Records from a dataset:
━━━━━━━━━━━━━━━━━━━━

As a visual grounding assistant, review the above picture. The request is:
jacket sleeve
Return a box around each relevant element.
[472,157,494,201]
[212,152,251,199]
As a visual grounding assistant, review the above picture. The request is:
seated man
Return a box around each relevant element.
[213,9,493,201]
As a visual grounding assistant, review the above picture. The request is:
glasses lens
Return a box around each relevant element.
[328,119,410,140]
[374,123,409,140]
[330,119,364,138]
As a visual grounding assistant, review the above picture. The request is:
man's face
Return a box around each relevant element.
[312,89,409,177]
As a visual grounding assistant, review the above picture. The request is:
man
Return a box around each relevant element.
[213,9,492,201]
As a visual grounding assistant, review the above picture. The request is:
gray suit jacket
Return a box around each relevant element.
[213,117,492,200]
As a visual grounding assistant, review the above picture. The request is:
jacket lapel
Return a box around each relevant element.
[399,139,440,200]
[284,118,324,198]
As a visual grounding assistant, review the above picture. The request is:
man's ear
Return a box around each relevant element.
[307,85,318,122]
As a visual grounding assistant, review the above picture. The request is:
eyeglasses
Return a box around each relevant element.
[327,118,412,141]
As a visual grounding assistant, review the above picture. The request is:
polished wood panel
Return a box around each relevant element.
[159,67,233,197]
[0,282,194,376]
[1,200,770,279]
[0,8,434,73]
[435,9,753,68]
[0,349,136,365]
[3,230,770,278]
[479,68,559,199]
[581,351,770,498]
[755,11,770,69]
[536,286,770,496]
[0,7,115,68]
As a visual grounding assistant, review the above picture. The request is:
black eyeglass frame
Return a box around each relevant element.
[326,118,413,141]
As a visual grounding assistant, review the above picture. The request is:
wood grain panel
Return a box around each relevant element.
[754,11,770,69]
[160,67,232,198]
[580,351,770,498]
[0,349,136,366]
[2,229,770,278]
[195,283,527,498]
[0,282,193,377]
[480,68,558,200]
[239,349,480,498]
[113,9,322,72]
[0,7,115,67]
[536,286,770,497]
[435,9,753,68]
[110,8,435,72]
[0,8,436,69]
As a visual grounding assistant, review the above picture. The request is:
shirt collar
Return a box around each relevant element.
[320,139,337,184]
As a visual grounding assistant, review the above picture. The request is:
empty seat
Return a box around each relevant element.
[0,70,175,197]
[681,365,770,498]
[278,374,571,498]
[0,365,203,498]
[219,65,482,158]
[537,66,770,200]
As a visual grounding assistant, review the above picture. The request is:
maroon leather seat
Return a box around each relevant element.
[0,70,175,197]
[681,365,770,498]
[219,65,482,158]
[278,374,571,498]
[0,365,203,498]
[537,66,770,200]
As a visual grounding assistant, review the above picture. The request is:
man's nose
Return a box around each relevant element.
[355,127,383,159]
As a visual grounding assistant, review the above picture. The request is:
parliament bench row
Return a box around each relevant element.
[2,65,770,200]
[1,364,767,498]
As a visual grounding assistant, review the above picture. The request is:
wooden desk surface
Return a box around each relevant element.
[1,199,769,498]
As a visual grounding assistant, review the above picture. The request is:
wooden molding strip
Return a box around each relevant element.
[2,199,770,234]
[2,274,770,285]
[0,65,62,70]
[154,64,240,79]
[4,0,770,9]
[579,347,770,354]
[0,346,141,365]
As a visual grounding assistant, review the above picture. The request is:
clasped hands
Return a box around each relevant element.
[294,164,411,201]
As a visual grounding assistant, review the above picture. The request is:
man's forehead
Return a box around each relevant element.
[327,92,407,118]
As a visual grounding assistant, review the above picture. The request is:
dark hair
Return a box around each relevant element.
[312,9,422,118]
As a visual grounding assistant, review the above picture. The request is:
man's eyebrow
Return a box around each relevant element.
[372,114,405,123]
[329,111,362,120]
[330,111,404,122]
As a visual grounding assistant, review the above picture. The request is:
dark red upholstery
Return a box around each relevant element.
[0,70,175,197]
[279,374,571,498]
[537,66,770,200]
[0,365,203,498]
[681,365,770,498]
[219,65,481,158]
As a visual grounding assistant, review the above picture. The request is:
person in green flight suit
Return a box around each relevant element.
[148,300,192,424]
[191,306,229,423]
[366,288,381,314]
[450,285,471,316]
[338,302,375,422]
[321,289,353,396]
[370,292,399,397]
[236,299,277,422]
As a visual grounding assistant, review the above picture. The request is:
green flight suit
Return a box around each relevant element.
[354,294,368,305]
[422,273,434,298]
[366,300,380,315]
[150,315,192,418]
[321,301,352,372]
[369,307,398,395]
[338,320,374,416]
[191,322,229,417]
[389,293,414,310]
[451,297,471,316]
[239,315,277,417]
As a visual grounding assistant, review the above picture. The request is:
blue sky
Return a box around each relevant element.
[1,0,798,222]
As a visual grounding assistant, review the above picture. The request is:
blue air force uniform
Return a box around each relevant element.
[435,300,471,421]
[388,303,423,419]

━━━━━━━━━━━━━━━━━━━━

* [Task to carry out]
Pull out every line in the data above that has the word "panel".

* [Answer area]
polished wood panel
wood grain panel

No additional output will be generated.